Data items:
..............................

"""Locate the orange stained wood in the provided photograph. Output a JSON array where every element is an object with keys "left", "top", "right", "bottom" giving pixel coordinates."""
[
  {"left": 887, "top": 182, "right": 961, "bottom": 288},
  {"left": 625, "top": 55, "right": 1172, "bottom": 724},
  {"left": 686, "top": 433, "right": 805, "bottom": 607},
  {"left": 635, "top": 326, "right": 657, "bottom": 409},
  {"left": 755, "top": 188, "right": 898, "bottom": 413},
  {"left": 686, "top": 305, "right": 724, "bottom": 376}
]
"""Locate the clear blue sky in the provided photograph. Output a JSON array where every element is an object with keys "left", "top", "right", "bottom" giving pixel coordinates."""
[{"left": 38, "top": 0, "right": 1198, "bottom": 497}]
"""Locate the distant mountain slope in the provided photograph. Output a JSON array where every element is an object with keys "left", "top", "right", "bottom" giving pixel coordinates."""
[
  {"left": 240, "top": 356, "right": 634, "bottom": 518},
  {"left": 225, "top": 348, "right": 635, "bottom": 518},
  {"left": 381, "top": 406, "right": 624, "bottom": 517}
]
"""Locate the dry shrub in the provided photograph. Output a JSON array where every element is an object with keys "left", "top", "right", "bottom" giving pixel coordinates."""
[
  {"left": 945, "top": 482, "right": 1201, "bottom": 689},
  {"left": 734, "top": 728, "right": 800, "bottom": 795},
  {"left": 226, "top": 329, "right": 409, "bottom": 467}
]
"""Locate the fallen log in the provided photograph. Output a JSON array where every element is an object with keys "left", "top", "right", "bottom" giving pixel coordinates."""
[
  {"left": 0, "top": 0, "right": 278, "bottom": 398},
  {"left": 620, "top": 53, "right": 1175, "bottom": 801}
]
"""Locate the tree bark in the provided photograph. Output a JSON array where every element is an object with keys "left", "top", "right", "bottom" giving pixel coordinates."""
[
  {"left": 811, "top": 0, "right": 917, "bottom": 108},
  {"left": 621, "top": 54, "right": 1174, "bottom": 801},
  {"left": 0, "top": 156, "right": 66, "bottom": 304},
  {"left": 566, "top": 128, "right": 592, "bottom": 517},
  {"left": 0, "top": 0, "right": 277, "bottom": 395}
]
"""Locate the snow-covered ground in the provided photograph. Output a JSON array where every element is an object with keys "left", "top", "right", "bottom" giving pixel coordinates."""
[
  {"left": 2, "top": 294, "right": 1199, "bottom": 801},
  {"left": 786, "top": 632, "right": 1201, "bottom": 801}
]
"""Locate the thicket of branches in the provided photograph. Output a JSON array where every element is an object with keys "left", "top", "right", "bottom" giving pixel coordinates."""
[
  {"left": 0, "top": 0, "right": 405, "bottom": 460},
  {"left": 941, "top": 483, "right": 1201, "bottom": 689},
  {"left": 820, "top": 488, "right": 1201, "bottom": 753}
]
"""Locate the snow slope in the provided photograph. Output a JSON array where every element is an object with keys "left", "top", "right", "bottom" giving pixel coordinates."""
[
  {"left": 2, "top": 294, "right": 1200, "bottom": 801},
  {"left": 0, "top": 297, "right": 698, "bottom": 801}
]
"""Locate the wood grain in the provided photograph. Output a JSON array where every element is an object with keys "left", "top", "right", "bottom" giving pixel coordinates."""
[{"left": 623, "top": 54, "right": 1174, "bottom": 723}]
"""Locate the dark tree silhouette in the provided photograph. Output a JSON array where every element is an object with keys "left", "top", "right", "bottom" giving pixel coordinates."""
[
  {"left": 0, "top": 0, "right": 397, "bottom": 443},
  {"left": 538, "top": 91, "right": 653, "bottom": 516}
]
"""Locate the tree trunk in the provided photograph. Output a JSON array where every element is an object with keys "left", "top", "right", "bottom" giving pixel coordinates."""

..............................

(Task prompt): Transcribe each entry exactly.

(Answer to this problem):
"""Locate the orange stained wood in the provided photograph. Output a JSON array where every element is an object with keys "left", "top", "right", "bottom" giving pixel coordinates."""
[
  {"left": 887, "top": 182, "right": 961, "bottom": 288},
  {"left": 625, "top": 55, "right": 1172, "bottom": 724},
  {"left": 686, "top": 433, "right": 805, "bottom": 607},
  {"left": 635, "top": 326, "right": 657, "bottom": 409},
  {"left": 755, "top": 188, "right": 898, "bottom": 413},
  {"left": 686, "top": 305, "right": 724, "bottom": 376}
]
"""Locate the clear blue sky in the provided photograph. Output a JSON array where every element is an object with keys "left", "top", "right", "bottom" giving pixel coordinates."""
[{"left": 38, "top": 0, "right": 1198, "bottom": 497}]
"""Locate the distant mountain slope in the provided photograph. Output a JSON array where every element is an object with keys "left", "top", "right", "bottom" giving pixel coordinates."""
[
  {"left": 240, "top": 356, "right": 634, "bottom": 518},
  {"left": 225, "top": 348, "right": 635, "bottom": 518},
  {"left": 381, "top": 406, "right": 624, "bottom": 517}
]
"""Locate the dry shrub in the provided photograph. Output a JSON array where every element is an object with keys "left", "top", "right", "bottom" giving pixel coordinates."""
[
  {"left": 945, "top": 482, "right": 1201, "bottom": 689},
  {"left": 734, "top": 728, "right": 800, "bottom": 795},
  {"left": 226, "top": 329, "right": 409, "bottom": 467}
]
"""Locate the fallen log in the provided photograph. Output a JSON array where every element is an object with keys "left", "top", "right", "bottom" giving pixel coordinates."""
[
  {"left": 0, "top": 0, "right": 278, "bottom": 398},
  {"left": 620, "top": 53, "right": 1175, "bottom": 801}
]
"""Locate the tree bark in the provided photograph. Output a JSON array where every element is an object with keys "left", "top", "right", "bottom" giving pixel coordinates."""
[
  {"left": 811, "top": 0, "right": 917, "bottom": 108},
  {"left": 621, "top": 54, "right": 1174, "bottom": 801},
  {"left": 0, "top": 156, "right": 66, "bottom": 304},
  {"left": 566, "top": 128, "right": 592, "bottom": 517},
  {"left": 0, "top": 0, "right": 277, "bottom": 395}
]
"""Locate the snow-covered ground in the provided photograph. Output a JSON array where every element is an object with keys "left", "top", "right", "bottom" giving pixel coordinates."""
[
  {"left": 2, "top": 294, "right": 1199, "bottom": 801},
  {"left": 786, "top": 632, "right": 1201, "bottom": 801}
]
"""Locate the thicket of branches in the provided photograph. Output a JSON array where every element is an object with keys "left", "top", "right", "bottom" giving pixel coordinates."""
[
  {"left": 0, "top": 0, "right": 405, "bottom": 460},
  {"left": 941, "top": 483, "right": 1201, "bottom": 689},
  {"left": 820, "top": 488, "right": 1201, "bottom": 753}
]
"""Locate the snow slope in the provided photograph. Output a JSON array where every element is an object with keys "left", "top", "right", "bottom" giving pixel coordinates."""
[
  {"left": 2, "top": 294, "right": 1200, "bottom": 801},
  {"left": 0, "top": 297, "right": 698, "bottom": 801}
]
"""Locate the wood grain in the provided photograph. Output a JSON array where every element is an object with keys "left", "top", "right", "bottom" giving pixel coordinates."""
[{"left": 623, "top": 54, "right": 1174, "bottom": 723}]
"""Locate the dark tree silhouette in the provided photograph. Output a JSON array where every element is an object with keys "left", "top", "right", "bottom" giving pixel coordinates."""
[
  {"left": 0, "top": 0, "right": 397, "bottom": 443},
  {"left": 538, "top": 91, "right": 653, "bottom": 516}
]
"""Locate the tree trunk in the provided photograph. Output a JSON array where every element is an object with keys "left", "top", "right", "bottom" giving pixel coordinates."""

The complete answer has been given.